— TRECHO FORNECIDO —
######
Fizeste bem em não desprezar os humildes. A voz daquele que sofreu e suportou com resignação as misérias deste mundo é sempre escutada, e, como vês, um serviço prestado sempre recebe a sua recompensa.

Agora uma palavra a meu respeito, e isto confirmará o que foi dito acima.

O Espiritismo te explica minha linguagem como Espírito. Não preciso entrar em detalhes a respeito disso. Também creio inútil dar-te detalhes da minha existência anterior. A posição em que me conheceste na Terra deve fazer-te compreender e apreciar as minhas outras existências, que nem sempre foram sem reproches. Votada a uma vida de miséria, enferma e sem poder trabalhar, mendiguei a vida toda. Não entesourei, e na minha velhice. Minhas pequenas economias se limitavam a uma centena de francos, que eu reservava para quando as pernas já não me pudessem levar. Deus julgou a minha provação e minha expiação suficientes, e lhes pôs um termo, libertando-me sem sofrimento da vida terrena, porque eu não me suicidei, como a princípio pensaram. Eu caí fulminada à borda do pântano, no momento em que dirigia minha última prece a Deus. A rampa do terreno foi a causa da presença de meu corpo na água. Não sofri; estou feliz por ter podido cumprir minha missão sem entraves e com resignação. Tornei-me útil, na medida de minhas forças e de meus meios, e evitei fazer mal ao próximo. Hoje recebo a recompensa, pelo que dou graças a Deus, nosso divino Mestre, que, no castigo que inflige, alivia a amargura fazendo-nos esquecer, durante a vida, as nossas passadas existências, e põe em nosso caminho almas caridosas, para nos ajudarem a suportar o fardo de nossos erros passados.

Tu, também, persevera, e, como eu, serás recompensado.

Agradeço-te as boas preces e o serviço que me prestaste. Jamais o esquecerei. Um dia nos veremos novamente, e muitas coisas ser-te-ão explicadas. No momento seria supérfluo. Sabe apenas que te sou muito devotada, estou muitas vezes ao teu lado, e sempre que necessitares de mim para aliviar o que sofre.
######
— ENUNCIADO A —
Responda com base no trecho:
(i) A quanto chegavam as pequenas economias do Espírito que fala?
(ii) Onde o Espírito diz ter caído fulminado?
(iii) Segundo o trecho, qual foi a causa da presença do corpo na água?

— REGISTROS FORNECIDOS —
######
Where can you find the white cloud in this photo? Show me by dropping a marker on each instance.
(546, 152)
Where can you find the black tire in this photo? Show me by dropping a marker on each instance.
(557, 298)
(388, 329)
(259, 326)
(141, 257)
######
— ENUNCIADO B —
Extraia dos registros, sem alterar nada, as linhas que vão da que contém "Where can you find the black" até o fim dos registros, incluindo a primeira e a última.

— RESPOSTA A —
(i) A uma centena de francos.
(ii) À borda do pântano.
(iii) A rampa do terreno.

— RESPOSTA B —
Where can you find the black tire in this photo? Show me by dropping a marker on each instance.
(557, 298)
(388, 329)
(259, 326)
(141, 257)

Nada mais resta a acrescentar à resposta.